SHORT EXERCISE 1 » Read the anti-SLAPP passage below and decide whether each statement agrees with it, answering yes or no and quoting the words of the passage that settle it: (a) The anti-SLAPP statute was enacted in 1992. (b) A defendant may file the special motion to strike within 90 days after service of the complaint. (c) The trial court granted Mil's motion.
SHORT EXERCISE 2 » Render this sentence from the anti-SLAPP passage below in Spanish: "The trial court’s determination of each step is subject to de novo review on appeal."

TEXT SEGMENT »
* Start *

Brenton opposed the motion to strike, arguing that Mil could not meet the threshold burden to show her claims were within the ambit of the anti-SLAPP statute because her claims were not based on conduct protected by the First Amendment. Brenton also asserted that, even if the court deemed some or all of her claims to be within the ambit of the anti-SLAPP statute, she could *684 show a reasonable probability of success on the merits. 3 The trial court denied Mil’s motion, and we affirm. 4

II

THE ANTI-SLAPP STATUTE

The anti-SLAPP statute was enacted in 1992 for the purpose of providing an efficient procedural mechanism to obtain an early and inexpensive dismissal of nonmeritorious claims “arising from any act” of a defendant “in furtherance of the person’s right of petition or free speech under the United States or California Constitution in connection with a public issue . . . .” (§ 425.16, subd. (b)(1).) To achieve this objective, the Legislature authorized the filing by a defendant of a special motion to strike those claims within 60 days after service of the complaint. (§ 425.16, subds. (b)(1), (f).) An anti-SLAPP motion “requires the court to engage in a two-step process. First, the court decides whether the defendant has made a threshold showing that the challenged cause of action is one arising from protected activity .... If the court finds that such a showing has been made, it then determines whether the plaintiff has demonstrated a probability of prevailing on the claim.” (Equilon Enterprises v. Consumer Cause, Inc. (2002) 29 Cal.4th 53, 67 [124 Cal.Rptr.2d 507, 52 P.3d 685] (Equilon).) The trial court’s determination of each step is subject to de novo review on appeal. (Governor Gray Davis Com. v. American Taxpayers Alliance (2002) 102 Cal.App.4th 449, 456 [125 Cal.Rptr.2d 534].)

* End *

SUPPLIED RECORDS »
* Start *

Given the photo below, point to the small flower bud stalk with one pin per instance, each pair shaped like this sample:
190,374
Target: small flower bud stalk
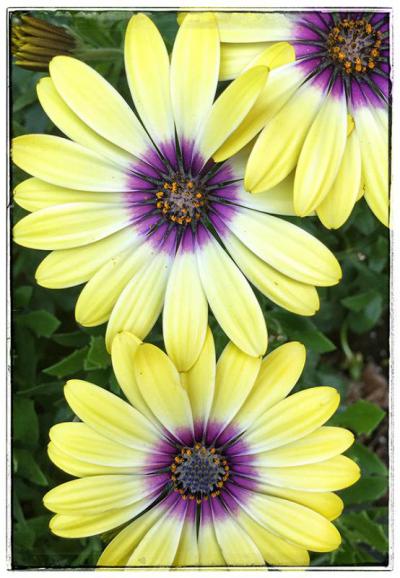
34,42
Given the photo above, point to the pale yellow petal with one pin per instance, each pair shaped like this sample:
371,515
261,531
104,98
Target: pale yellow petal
321,155
140,303
194,73
185,313
160,386
297,297
322,444
276,551
338,204
230,108
62,162
110,416
74,128
279,373
70,225
235,377
278,147
277,243
147,70
292,418
231,299
123,351
34,194
199,383
69,267
98,104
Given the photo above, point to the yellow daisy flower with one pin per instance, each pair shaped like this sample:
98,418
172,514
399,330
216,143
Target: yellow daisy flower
325,114
142,215
212,467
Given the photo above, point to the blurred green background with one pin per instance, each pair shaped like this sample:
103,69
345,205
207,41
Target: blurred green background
347,343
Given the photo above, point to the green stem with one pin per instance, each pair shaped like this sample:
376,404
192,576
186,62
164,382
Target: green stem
345,343
98,53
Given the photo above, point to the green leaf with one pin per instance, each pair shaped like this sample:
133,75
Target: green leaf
28,469
304,330
97,356
361,417
41,322
365,530
69,365
367,489
22,296
74,339
359,302
25,422
369,462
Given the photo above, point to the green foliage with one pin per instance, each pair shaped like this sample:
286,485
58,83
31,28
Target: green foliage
349,332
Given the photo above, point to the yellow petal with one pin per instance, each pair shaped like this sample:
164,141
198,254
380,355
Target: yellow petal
97,494
34,194
119,550
188,550
276,552
278,147
147,70
74,128
373,137
320,445
209,550
232,299
100,294
321,155
110,416
282,83
81,468
330,475
160,386
69,267
159,546
297,297
123,350
70,225
230,109
185,313
253,26
236,58
279,373
277,242
194,73
237,548
98,104
338,204
85,444
62,162
199,383
294,523
80,526
140,303
292,418
235,377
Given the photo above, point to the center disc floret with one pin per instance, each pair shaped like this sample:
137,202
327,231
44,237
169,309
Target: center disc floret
181,200
199,472
354,45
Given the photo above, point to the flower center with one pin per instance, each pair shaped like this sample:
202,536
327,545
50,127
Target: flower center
199,472
181,200
354,45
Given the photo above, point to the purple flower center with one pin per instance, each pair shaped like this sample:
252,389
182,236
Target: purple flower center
199,472
354,45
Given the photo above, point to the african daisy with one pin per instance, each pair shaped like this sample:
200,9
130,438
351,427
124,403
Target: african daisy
211,467
325,114
144,217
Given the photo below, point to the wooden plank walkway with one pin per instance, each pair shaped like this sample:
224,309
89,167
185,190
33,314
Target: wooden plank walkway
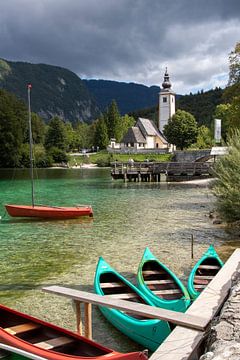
182,343
193,322
185,340
151,171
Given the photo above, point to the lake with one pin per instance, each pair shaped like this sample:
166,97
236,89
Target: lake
127,218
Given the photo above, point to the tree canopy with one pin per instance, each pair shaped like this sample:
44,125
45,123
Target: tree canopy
226,187
56,134
13,127
181,129
234,65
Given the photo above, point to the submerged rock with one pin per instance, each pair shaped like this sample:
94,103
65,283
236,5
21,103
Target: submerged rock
224,339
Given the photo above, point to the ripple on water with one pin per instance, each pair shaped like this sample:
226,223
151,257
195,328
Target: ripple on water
127,218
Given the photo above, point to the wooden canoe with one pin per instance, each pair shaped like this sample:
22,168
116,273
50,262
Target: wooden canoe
51,342
203,272
49,212
161,285
148,332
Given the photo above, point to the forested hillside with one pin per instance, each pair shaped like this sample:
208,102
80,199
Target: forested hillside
55,91
129,96
201,105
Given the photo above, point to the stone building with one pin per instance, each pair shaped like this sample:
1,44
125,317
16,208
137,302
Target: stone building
166,102
144,135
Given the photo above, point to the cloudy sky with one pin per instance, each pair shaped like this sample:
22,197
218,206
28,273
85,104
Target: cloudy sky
125,40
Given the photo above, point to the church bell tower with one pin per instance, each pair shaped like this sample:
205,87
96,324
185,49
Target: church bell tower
166,102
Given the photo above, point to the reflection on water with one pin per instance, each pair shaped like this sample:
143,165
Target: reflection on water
127,218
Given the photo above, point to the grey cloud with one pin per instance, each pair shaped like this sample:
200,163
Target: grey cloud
129,40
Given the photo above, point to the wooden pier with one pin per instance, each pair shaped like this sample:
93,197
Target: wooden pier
184,342
152,171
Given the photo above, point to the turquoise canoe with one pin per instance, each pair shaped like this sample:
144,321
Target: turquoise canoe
148,332
160,285
203,272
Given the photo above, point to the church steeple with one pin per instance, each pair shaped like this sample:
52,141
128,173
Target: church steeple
166,102
166,82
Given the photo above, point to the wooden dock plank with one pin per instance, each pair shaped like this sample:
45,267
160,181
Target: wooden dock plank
192,321
182,343
159,282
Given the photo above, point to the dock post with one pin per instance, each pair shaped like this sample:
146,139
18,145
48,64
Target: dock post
78,317
192,246
88,320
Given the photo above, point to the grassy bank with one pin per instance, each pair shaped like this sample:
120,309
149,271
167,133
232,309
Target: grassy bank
103,158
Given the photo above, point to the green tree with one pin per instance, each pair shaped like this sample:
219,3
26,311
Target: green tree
204,138
126,122
70,137
223,112
84,135
13,126
38,130
227,185
181,129
113,121
234,65
101,133
56,135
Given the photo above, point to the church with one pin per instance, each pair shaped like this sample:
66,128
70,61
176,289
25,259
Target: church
145,135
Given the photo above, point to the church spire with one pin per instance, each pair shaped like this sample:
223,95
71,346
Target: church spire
166,82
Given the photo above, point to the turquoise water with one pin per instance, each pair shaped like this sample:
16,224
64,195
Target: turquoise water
127,218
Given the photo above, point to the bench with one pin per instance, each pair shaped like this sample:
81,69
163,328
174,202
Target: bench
167,292
55,342
198,277
110,285
199,286
209,267
153,282
153,272
18,329
123,296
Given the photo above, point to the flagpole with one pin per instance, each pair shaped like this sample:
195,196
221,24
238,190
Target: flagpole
30,141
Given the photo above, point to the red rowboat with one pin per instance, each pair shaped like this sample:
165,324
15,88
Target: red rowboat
41,211
52,342
52,212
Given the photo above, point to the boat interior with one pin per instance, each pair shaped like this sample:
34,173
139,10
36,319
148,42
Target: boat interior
114,286
205,273
160,282
46,337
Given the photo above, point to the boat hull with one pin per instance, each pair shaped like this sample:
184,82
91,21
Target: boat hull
49,212
202,274
148,332
175,296
51,342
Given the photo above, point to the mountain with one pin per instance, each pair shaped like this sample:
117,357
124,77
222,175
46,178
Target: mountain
129,96
55,91
201,105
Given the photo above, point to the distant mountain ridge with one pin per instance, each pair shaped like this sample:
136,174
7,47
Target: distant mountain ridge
129,96
55,91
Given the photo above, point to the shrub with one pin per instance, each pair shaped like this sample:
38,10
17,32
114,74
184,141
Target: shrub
226,188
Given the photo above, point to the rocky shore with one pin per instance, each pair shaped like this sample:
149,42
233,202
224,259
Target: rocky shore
224,338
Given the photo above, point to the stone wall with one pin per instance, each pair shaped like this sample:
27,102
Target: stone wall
224,338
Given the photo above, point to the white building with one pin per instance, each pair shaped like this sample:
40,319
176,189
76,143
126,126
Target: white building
166,102
144,135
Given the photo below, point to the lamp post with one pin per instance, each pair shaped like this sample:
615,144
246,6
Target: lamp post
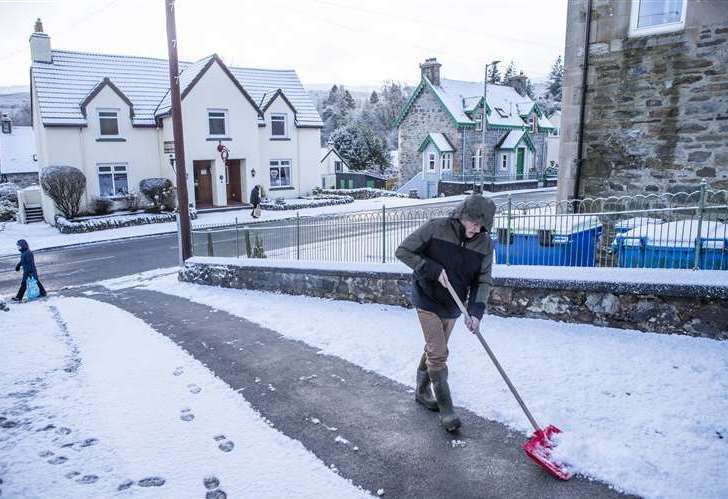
484,124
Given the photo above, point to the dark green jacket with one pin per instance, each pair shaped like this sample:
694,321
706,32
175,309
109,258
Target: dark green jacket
441,244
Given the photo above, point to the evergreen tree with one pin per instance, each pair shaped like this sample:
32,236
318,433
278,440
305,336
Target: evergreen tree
555,79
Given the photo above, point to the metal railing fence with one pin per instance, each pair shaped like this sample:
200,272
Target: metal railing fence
684,230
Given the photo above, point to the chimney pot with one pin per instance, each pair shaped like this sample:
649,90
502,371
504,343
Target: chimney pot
431,69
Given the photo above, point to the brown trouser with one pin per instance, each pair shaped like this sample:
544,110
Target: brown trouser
437,333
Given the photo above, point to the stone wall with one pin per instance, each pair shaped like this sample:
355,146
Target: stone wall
425,116
695,310
656,106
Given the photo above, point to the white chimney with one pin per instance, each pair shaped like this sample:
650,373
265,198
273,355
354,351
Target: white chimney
40,44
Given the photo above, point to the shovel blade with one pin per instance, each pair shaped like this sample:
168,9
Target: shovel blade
539,447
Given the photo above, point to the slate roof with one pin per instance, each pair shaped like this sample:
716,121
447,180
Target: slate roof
61,86
507,107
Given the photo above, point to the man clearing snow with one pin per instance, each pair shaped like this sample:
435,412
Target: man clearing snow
457,250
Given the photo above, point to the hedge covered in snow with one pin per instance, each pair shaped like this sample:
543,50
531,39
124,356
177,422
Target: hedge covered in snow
360,193
314,201
66,226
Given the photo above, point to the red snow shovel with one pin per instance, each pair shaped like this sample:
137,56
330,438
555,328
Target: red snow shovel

* End *

FULL SOLUTION 1 »
(a) Yes: "The anti-SLAPP statute was enacted in 1992"
(b) No: "within 60 days after service of the complaint"
(c) No: "The trial court denied Mil’s motion"

FULL SOLUTION 2 » La determinación del tribunal de primera instancia en cada paso está sujeta a revisión de novo en apelación.